» **WORK TO DO**: Put every line of the material below into a numbered list, leaving out any blank lines.

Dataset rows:
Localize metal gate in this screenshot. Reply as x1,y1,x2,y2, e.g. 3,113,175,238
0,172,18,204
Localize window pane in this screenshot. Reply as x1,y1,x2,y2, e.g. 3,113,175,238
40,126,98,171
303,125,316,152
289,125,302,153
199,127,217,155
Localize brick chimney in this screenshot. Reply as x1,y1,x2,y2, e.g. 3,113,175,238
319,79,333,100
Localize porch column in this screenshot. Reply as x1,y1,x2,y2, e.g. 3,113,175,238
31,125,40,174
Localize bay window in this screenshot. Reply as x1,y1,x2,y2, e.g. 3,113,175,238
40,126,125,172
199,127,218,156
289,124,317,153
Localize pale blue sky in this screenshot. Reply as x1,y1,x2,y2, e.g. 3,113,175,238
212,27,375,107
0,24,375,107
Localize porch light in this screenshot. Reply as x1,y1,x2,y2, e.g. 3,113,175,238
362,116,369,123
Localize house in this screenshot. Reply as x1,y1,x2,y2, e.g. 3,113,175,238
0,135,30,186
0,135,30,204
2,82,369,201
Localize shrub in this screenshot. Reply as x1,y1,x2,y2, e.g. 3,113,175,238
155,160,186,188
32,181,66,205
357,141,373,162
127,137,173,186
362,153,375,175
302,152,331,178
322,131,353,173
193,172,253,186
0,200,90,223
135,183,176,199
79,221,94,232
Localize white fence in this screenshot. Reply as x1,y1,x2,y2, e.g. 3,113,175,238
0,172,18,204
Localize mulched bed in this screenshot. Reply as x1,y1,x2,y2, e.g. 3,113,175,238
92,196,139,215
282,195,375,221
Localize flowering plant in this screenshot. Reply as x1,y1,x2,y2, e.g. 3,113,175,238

» **TASK SOLUTION**:
1. Localize metal gate in this screenshot. Reply as x1,y1,x2,y2, e.g. 3,113,175,238
2. 0,172,18,204
3. Localize window pane in this screenshot. Reply as x1,y1,x2,y2, e.g. 3,113,175,238
4. 40,126,98,171
5. 303,125,316,152
6. 289,125,302,153
7. 199,127,217,155
8. Localize brick chimney in this screenshot. Reply as x1,y1,x2,y2, e.g. 3,113,175,238
9. 319,79,333,100
10. Localize porch column in this screenshot. Reply as x1,y1,x2,y2, e.g. 3,113,175,238
11. 31,125,40,174
12. Localize bay window in this screenshot. Reply as x1,y1,x2,y2, e.g. 3,113,175,238
13. 40,126,125,172
14. 199,127,218,156
15. 289,124,317,153
16. Localize pale blue sky in this screenshot. Reply as x1,y1,x2,y2, e.g. 3,113,175,238
17. 212,27,375,107
18. 0,24,375,107
19. Localize porch light in this screenshot. Reply as x1,y1,x2,y2, e.g. 3,113,175,238
20. 362,116,369,123
21. Localize house in this screenshot. Reply as x1,y1,x2,y2, e.g. 3,113,175,238
22. 0,135,30,186
23. 0,135,30,204
24. 2,82,369,201
25. Localize shrub in this screenshot. Reply as x1,y1,x2,y2, e.g. 3,113,175,238
26. 155,160,186,188
27. 32,181,66,205
28. 357,141,373,162
29. 127,137,173,186
30. 362,153,375,175
31. 302,152,331,178
32. 322,131,353,173
33. 193,172,253,186
34. 0,200,90,223
35. 135,183,176,199
36. 79,221,94,232
37. Localize white fence in this screenshot. Reply as x1,y1,x2,y2, e.g. 3,113,175,238
38. 0,172,18,204
39. Localize mulched bed in this screenshot. Reply as x1,y1,x2,y2, e.g. 3,113,175,238
40. 92,196,139,215
41. 282,195,375,221
42. Localize flowering plant in this screenshot. Reply as x1,y1,x2,y2, e.g. 3,113,175,238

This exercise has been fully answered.